The problem → Word for word, retype the first line of the records and every following line through the one containing "target: shadow on road".
————————
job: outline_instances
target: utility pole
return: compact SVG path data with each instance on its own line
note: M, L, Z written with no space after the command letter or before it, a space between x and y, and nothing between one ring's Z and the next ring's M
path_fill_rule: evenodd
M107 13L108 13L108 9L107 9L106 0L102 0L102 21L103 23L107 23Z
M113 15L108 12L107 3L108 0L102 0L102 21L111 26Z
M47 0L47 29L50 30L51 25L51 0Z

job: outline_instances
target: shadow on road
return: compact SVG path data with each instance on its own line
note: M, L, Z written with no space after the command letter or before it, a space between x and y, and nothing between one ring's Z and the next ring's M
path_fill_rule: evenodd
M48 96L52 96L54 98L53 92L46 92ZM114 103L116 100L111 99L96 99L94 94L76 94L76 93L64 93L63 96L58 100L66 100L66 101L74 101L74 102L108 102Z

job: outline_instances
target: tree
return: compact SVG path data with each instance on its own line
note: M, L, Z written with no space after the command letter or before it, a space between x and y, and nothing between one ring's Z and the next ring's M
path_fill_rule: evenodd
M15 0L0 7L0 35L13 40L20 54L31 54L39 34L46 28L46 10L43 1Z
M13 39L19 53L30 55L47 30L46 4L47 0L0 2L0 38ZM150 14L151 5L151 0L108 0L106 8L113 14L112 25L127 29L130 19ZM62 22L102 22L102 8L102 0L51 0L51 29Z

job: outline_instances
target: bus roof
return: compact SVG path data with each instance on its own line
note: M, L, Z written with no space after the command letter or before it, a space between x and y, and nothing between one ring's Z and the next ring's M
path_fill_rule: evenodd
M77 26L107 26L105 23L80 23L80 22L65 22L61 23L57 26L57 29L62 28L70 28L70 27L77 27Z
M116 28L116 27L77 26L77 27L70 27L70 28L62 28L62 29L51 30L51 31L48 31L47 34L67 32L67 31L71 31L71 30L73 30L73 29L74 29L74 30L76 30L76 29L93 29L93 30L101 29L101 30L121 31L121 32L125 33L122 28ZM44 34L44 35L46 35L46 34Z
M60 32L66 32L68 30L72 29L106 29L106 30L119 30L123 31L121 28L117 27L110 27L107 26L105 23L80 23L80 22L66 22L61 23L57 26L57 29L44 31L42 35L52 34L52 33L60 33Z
————————
Worked solution →
job: outline_instances
target: utility pole
return: compact SVG path data with each instance on its own line
note: M, L, Z written with no space after the command letter or before it, a space between x and y, and nothing between one ring's Z and the next ring's M
path_fill_rule: evenodd
M107 13L108 13L108 9L107 9L106 0L102 0L102 21L103 23L107 23Z
M113 15L108 12L107 3L108 0L102 0L102 21L111 26Z
M47 0L47 29L50 30L51 25L51 0Z

job: outline_instances
target: shadow on road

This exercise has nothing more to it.